Start of SUPPLIED MATERIAL
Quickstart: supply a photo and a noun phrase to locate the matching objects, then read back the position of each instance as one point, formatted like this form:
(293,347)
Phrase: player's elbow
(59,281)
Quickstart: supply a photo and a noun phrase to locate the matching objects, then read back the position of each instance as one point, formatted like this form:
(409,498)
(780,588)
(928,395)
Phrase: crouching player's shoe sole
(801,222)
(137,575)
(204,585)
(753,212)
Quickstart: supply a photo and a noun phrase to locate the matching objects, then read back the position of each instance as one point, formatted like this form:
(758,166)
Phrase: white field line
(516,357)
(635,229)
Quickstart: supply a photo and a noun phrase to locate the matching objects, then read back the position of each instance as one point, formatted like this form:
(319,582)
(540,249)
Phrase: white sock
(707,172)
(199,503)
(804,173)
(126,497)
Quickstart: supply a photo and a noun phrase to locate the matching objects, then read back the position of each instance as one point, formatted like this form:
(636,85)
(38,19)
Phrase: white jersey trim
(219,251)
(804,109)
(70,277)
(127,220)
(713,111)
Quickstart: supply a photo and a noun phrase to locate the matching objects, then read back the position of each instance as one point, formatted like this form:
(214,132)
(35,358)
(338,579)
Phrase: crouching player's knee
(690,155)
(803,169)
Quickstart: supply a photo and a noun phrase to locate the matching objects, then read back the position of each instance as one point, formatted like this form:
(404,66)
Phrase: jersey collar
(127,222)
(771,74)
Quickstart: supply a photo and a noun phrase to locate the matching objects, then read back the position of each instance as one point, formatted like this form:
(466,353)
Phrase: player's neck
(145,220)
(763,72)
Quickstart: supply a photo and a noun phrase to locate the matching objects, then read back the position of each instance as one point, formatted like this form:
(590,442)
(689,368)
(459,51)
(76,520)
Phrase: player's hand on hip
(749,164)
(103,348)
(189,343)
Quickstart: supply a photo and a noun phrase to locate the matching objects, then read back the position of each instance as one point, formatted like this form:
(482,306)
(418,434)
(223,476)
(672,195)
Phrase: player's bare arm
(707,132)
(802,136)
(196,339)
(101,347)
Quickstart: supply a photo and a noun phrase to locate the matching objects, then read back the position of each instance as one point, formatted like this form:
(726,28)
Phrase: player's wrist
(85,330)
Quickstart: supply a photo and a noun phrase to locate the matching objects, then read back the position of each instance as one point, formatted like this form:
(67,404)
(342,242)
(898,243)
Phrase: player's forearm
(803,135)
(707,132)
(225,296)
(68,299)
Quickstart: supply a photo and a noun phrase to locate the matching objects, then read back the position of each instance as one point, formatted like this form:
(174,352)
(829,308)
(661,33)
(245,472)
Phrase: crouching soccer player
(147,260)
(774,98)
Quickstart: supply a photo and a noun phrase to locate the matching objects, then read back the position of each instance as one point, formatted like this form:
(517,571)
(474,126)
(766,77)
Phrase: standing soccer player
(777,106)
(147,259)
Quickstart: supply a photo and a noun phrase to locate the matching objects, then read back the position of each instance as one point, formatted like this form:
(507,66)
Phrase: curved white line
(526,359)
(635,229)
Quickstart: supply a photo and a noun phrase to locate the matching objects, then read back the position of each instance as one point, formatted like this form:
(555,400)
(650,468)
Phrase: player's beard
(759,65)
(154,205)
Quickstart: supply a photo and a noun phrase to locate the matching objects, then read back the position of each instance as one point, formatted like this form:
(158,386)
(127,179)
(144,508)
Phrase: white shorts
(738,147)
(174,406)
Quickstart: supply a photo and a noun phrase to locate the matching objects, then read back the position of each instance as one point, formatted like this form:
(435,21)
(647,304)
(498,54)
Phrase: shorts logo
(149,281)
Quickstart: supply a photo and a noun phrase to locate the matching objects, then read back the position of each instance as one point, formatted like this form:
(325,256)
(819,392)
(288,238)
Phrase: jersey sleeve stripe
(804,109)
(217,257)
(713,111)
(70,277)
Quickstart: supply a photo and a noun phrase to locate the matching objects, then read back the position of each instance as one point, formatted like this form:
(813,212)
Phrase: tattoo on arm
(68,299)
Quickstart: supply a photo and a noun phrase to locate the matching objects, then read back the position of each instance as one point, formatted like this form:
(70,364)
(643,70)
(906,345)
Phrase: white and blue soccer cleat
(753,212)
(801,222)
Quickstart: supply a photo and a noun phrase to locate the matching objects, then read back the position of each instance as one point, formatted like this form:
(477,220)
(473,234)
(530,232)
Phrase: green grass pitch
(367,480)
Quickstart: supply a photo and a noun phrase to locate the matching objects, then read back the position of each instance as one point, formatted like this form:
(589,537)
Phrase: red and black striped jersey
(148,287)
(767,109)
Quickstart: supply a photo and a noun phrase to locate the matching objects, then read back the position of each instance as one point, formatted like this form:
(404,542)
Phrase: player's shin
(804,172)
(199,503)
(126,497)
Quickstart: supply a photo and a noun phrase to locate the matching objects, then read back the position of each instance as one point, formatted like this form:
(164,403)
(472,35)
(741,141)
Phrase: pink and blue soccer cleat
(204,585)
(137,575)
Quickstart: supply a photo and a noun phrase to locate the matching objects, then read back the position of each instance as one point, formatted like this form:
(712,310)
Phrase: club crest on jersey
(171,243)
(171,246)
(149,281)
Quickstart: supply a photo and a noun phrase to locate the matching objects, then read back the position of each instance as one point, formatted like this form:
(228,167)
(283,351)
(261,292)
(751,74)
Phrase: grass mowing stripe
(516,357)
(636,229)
End of SUPPLIED MATERIAL
» **WHAT THE EXERCISE ASKS**:
Output every line of the data again, exactly.

» **YOUR RESPONSE**:
Quickstart: supply a photo and a noun phrase to locate the matching objects, then read back the position of each instance as one point, formatted like this form:
(293,347)
Phrase: player's elbow
(59,281)
Quickstart: supply a photo and a noun phrase to locate the matching objects, then read back the position of each instance as one point, formatted like this form:
(409,498)
(780,588)
(928,395)
Phrase: crouching player's shoe sole
(801,222)
(137,575)
(204,585)
(753,212)
Quickstart: supply a photo and a noun phrase to locate the matching objects, then read back the position of each instance as one point, formatted like this form:
(758,166)
Phrase: white field line
(516,357)
(635,229)
Quickstart: supply a photo and a noun phrase to locate the matching objects, then read back the position of each instance as one point, formatted like this form:
(319,582)
(540,249)
Phrase: white sock
(707,172)
(199,503)
(804,173)
(126,497)
Quickstart: supply a photo and a noun phrase to locate the matching objects, then read back the position of each instance as one point, formatted like this form:
(636,85)
(38,19)
Phrase: white jersey trim
(219,251)
(804,109)
(70,277)
(127,220)
(713,111)
Quickstart: supply a photo and a noun phrase to locate the matching objects, then read back the position of each instance as one point, formatted like this form:
(214,132)
(35,358)
(338,579)
Phrase: crouching player's knee
(690,155)
(803,169)
Quickstart: supply a photo and a noun phrase to locate the matching objects, then read back the position of each instance as one point, formatted like this form:
(404,66)
Phrase: jersey collar
(127,222)
(771,74)
Quickstart: supply a photo and a noun phrase to locate the matching objects, then read back the position of each instance as one point, formatted like this form:
(466,353)
Phrase: player's neck
(145,220)
(763,72)
Quickstart: supply a photo and a noun phrase to locate the matching objects, then read back the position of each instance as one point, formatted like this form:
(590,442)
(689,368)
(459,51)
(76,520)
Phrase: player's hand on hip
(749,164)
(103,348)
(189,343)
Quickstart: supply a photo and a noun phrase to locate the matching objects, then read back the position of each instance as one point, formatted like this form:
(482,306)
(418,434)
(223,476)
(672,195)
Phrase: player's bare arm
(707,132)
(802,136)
(196,339)
(101,347)
Quickstart: supply a photo and a noun phrase to locate the matching objects, then read back the position of each instance as one point, formatted like this form:
(726,28)
Phrase: player's wrist
(85,330)
Quickstart: supply a photo and a noun phrase to locate the matching objects, then read back the position of each instance as one point, formatted like this form:
(67,404)
(342,242)
(898,243)
Phrase: player's forearm
(803,135)
(707,132)
(225,296)
(68,299)
Quickstart: supply a photo and a noun phrase to locate the matching objects, then read back the position of each instance as one point, formatted like this form:
(174,352)
(829,308)
(661,33)
(245,472)
Phrase: crouching soccer player
(147,260)
(774,98)
Quickstart: supply a photo and a noun phrase to locate the matching objects, then read back the position of each instance as one point, formatted like this form:
(517,571)
(474,126)
(766,77)
Phrase: standing soccer player
(777,106)
(147,259)
Quickstart: supply a photo and a noun phrase to locate the matching objects, then read back the position of each instance as one point, formatted like this form:
(507,66)
Phrase: curved white line
(526,359)
(635,229)
Quickstart: supply a photo and a noun phrase to locate the matching objects, then read back the position of each instance as one point, formatted like this form:
(555,400)
(650,468)
Phrase: player's beard
(759,65)
(154,205)
Quickstart: supply a photo and a noun phrase to locate the matching objects, then read back the position of each instance as one point, formatted like this form:
(158,386)
(127,179)
(144,508)
Phrase: white shorts
(738,147)
(174,406)
Quickstart: supply a photo and a noun phrase to locate the matching objects, then read back the position of each instance as one point, formatted like this form:
(435,21)
(647,304)
(498,54)
Phrase: shorts logo
(149,281)
Quickstart: supply a photo and a noun phrase to locate the matching objects, then read back the position of each instance as one point, formatted like this form:
(325,256)
(819,392)
(288,238)
Phrase: jersey sleeve stripe
(804,109)
(217,257)
(713,111)
(70,277)
Quickstart: supply a photo and a noun phrase to locate the matching objects, then read back the position of each instance as one point, formatted like this form:
(813,212)
Phrase: tattoo on arm
(68,299)
Quickstart: supply a photo and a noun phrase to locate the matching objects, then read back the position of each instance as one point, formatted like this form:
(70,364)
(643,70)
(906,345)
Phrase: white and blue soccer cleat
(753,212)
(801,222)
Quickstart: supply a photo and a noun phrase to locate the matching objects, then read back the position of each instance as one point, formatted like this form:
(477,220)
(473,234)
(530,232)
Phrase: green grass pitch
(367,480)
Quickstart: supply a photo and a noun phrase to locate the matching objects, then read back the position of each instance as one point, formatted like this form:
(589,537)
Phrase: red and black striped jersey
(148,287)
(767,109)
Quickstart: supply a photo and a noun phrase to locate the matching objects, then read back the position of each instance as one point, formatted like this form:
(404,542)
Phrase: player's shin
(804,172)
(199,503)
(126,497)
Quickstart: supply a photo and a noun phrase to locate the matching objects, then read back the position of each instance as one point, formatted like this form:
(164,403)
(472,35)
(741,141)
Phrase: pink and blue soccer cleat
(204,585)
(137,575)
Quickstart: supply a photo and a noun phrase to locate the matching objects, then read back the position of each instance as one point, formatted like this form:
(712,310)
Phrase: club crest on jersey
(171,243)
(171,246)
(149,281)
Quickstart: supply a photo and a noun phrase to locate the matching objects, then read back the position of each instance as one point, formatted like this form:
(228,167)
(283,351)
(261,292)
(751,74)
Phrase: grass mowing stripe
(516,357)
(636,229)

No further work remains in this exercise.